#### Short exercise
Retype every line of the material below without changing anything.

#### Entries supplied
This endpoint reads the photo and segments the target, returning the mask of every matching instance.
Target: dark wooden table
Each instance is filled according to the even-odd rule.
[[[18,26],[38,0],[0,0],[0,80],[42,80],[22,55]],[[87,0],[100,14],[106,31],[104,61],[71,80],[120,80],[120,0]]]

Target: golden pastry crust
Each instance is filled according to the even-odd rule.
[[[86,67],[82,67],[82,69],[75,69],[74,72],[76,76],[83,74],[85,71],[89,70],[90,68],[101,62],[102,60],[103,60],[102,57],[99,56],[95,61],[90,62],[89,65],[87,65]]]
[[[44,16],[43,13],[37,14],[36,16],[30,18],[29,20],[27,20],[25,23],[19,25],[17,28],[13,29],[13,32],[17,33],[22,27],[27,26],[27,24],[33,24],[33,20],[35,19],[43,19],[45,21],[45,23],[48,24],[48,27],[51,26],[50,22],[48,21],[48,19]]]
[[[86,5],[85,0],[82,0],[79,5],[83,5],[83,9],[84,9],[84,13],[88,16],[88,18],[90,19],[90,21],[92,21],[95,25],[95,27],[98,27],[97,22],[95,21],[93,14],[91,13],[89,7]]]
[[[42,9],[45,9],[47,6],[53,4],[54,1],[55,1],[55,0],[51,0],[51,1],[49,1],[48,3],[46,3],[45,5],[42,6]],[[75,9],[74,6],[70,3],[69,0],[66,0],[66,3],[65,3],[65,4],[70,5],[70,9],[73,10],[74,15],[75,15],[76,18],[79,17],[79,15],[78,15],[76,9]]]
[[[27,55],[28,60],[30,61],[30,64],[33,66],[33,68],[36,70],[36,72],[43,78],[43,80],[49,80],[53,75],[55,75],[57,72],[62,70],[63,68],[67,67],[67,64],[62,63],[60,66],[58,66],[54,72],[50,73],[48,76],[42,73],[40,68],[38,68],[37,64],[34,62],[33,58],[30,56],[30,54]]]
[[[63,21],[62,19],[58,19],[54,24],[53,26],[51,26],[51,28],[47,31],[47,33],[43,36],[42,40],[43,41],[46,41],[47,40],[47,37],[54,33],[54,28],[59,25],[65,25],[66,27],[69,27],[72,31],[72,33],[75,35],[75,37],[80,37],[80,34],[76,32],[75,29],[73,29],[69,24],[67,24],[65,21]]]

#### Answer to the exercise
This endpoint reads the photo and segments the target, returning the mask of every matching instance.
Target: dark wooden table
Each instance is filled according to the even-odd rule.
[[[18,26],[38,0],[0,0],[0,80],[42,80],[22,55]],[[87,0],[100,14],[106,31],[104,61],[71,80],[120,80],[120,0]]]

Target: golden pastry crust
Each instance is filled according to the even-odd rule.
[[[86,67],[82,67],[82,69],[75,69],[74,72],[76,76],[83,74],[85,71],[89,70],[90,68],[101,62],[102,60],[103,60],[102,57],[99,56],[95,61],[90,62],[89,65],[87,65]]]
[[[44,16],[43,13],[37,14],[36,16],[30,18],[29,20],[27,20],[25,23],[19,25],[17,28],[13,29],[13,32],[17,33],[22,27],[27,26],[27,24],[33,24],[33,20],[35,19],[43,19],[45,21],[45,23],[48,24],[48,27],[51,26],[50,22],[48,21],[48,19]]]
[[[86,5],[85,0],[82,0],[79,5],[83,5],[83,9],[84,9],[84,13],[88,16],[88,18],[90,19],[90,21],[92,21],[95,25],[95,27],[98,27],[97,22],[95,21],[93,14],[91,13],[89,7]]]
[[[42,9],[45,9],[47,6],[53,4],[54,1],[55,1],[55,0],[51,0],[51,1],[49,1],[48,3],[46,3],[45,5],[42,6]],[[75,9],[74,6],[70,3],[69,0],[66,0],[66,3],[65,3],[65,4],[70,5],[70,9],[73,10],[74,15],[75,15],[76,18],[79,17],[79,15],[78,15],[76,9]]]
[[[27,55],[28,60],[30,61],[30,64],[33,66],[33,68],[36,70],[36,72],[43,78],[43,80],[49,80],[53,75],[55,75],[57,72],[62,70],[63,68],[67,67],[67,64],[62,63],[60,66],[58,66],[54,72],[50,73],[48,76],[42,73],[40,68],[38,68],[37,64],[34,62],[33,58],[30,56],[30,54]]]
[[[63,21],[62,19],[58,19],[54,24],[53,26],[51,26],[51,28],[47,31],[47,33],[43,36],[42,40],[43,41],[46,41],[47,40],[47,37],[54,33],[54,28],[59,25],[65,25],[66,27],[69,27],[72,31],[72,33],[75,35],[75,37],[80,37],[80,34],[76,32],[75,29],[73,29],[69,24],[67,24],[65,21]]]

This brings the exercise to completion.